About this exercise:
Would you print all of the entries word for word?

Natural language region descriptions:

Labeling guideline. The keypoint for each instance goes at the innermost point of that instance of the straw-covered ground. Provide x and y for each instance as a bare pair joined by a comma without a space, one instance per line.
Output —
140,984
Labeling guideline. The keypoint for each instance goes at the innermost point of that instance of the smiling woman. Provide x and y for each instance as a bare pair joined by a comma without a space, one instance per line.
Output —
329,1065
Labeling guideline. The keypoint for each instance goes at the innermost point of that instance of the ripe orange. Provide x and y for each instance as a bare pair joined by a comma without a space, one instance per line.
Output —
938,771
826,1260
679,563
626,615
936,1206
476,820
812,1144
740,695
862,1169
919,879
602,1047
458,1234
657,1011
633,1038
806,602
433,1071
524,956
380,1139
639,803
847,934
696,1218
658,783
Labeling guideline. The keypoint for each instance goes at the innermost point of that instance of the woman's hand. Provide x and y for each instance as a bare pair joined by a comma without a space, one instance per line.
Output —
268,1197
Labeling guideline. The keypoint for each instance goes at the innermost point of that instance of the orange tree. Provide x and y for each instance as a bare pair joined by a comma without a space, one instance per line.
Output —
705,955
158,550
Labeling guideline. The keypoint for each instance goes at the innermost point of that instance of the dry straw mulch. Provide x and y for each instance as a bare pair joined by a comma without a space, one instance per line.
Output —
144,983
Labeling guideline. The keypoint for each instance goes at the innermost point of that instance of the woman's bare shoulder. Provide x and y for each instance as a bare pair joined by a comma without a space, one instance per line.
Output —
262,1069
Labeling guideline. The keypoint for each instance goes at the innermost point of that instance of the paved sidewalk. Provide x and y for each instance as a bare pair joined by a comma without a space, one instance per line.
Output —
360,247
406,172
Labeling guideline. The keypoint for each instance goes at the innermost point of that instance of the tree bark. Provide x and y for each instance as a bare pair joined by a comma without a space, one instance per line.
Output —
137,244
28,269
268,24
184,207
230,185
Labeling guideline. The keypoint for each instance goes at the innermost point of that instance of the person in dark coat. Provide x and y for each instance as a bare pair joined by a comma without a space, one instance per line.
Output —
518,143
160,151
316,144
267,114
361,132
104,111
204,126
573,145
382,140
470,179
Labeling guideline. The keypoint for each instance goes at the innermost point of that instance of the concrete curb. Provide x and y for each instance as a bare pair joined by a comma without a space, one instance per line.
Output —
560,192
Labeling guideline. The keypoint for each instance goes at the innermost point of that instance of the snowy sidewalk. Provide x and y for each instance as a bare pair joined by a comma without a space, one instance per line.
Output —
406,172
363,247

Response area:
Labeling guideline. The keypoint for each instance goes at the innermost point of that instance of the straw-covered ground. Provide x and y for each instance as a bare pair joined by a comma without a space, one instance per line.
Output —
140,984
Labeling guideline. The keypoint for each instance goes at the innermost point of that instance of the smiling woman. Provide x and y for each instance as a bare pair joined by a comma without a space, one instance per line.
Output —
329,1065
Labeling guideline. The keypoint for each instance goes at the innermost point of that instance of the ripe orange. Provide x and y for each instance as a bare pair joined by a comma without a space, one instance per line.
Output —
938,771
826,1260
679,563
626,615
936,1206
476,820
812,1144
740,695
862,1169
919,879
602,1047
458,1234
657,1011
633,1038
806,602
433,1071
524,956
380,1139
639,803
847,934
696,1218
658,783
Labeling guideline. The keypoint for each instance goes at the innermost point of that instance of the woman's hand. Provide x and y for each instance as a bare pair joined by a comma without a space, one instance per line.
Output —
268,1197
Labeling guideline. The keypoint for each instance goes at the innermost point of that instance of the orange tree. Provide x and y for each instance as a bare pair joined by a comma without a space, one instance per line.
Output —
705,955
158,550
Labeling guideline. The keypoint for each instance goes at the innermost point of that instance of the dry straw mulch. Provide x and y for each instance as a bare pair joined by a comma without a space, one instance per line.
Output —
144,983
Labeling guideline. The keypoint for each instance goes at the innermost point of that instance of the woman's bare shoulder. Provide x and y for each instance as a bare pair joined by a comma without a space, one instance per line.
Output —
262,1069
Labeling guideline. The keypoint for each instance goes at the innermost point of that instance of the paved sidewalk. Provide x and y for each instance as a bare pair joined by a comma without a space, one instance per line.
Output —
360,247
406,172
Labeling guideline. The keypoint for each instance goes at the innermost point of that instance of the tree bark. Provide x and y for each instance as a bare pair joined by a comma without a space, one instance per line.
Output —
137,244
28,269
268,24
184,207
230,185
Labeling guideline. The keypoint for each instance goes at the innermost point of that instance of the person in dark coat. Provide x and y for each instance as a bare pair joined by a comma without a space, one instance per line.
Output —
518,143
160,151
316,144
267,114
361,132
104,111
204,126
573,145
382,140
470,179
Labeling guideline. The keypoint for each instance goes at the innermost point of that instance of the concrete curb. Provide x and y for each instance as a bare pair joined by a comma without a space, one instance per line.
Output —
560,192
Labeling guideline. The keypoint for each instance goes at the innermost point of that instance of the snowy sidewalk. Provide x and y for each instance as a bare pair joined by a comma without a space, one instance per line.
Output —
406,172
363,247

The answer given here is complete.